SET TASK:
Rewrite the items below with every "Step" changed to "Stage" and nothing else altered, and leave the pictures out of your answer.

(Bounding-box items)
• • • •
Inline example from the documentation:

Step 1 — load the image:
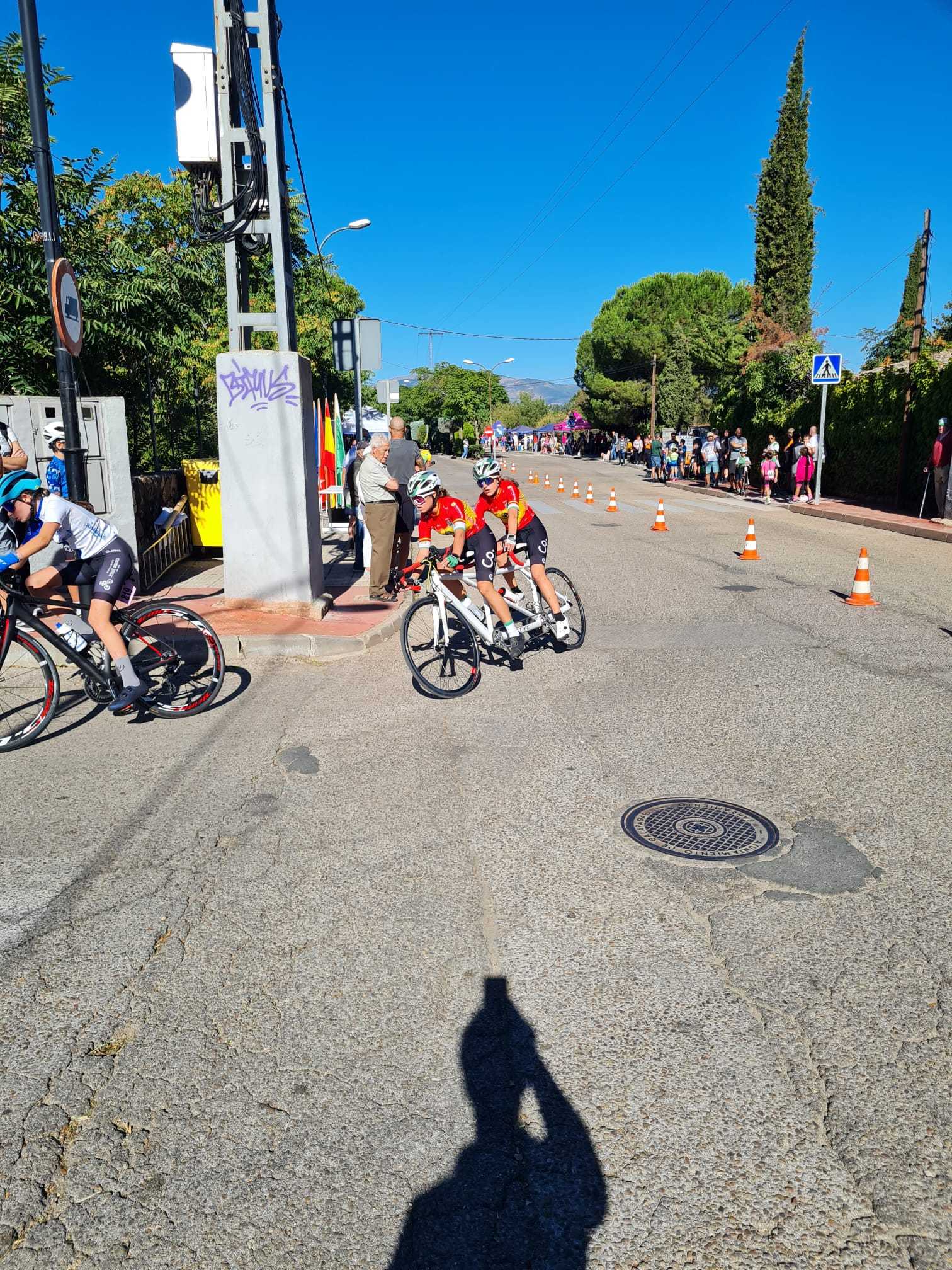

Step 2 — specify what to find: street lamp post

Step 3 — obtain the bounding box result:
[317,216,371,255]
[463,357,515,459]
• • • •
FINAL RESULT:
Inline example from the documentation:

Stage 1 — load the image:

Stage 2 — specify what to find: street lamp post

Stage 3 — obtain the bounding box result:
[317,216,371,255]
[463,357,515,459]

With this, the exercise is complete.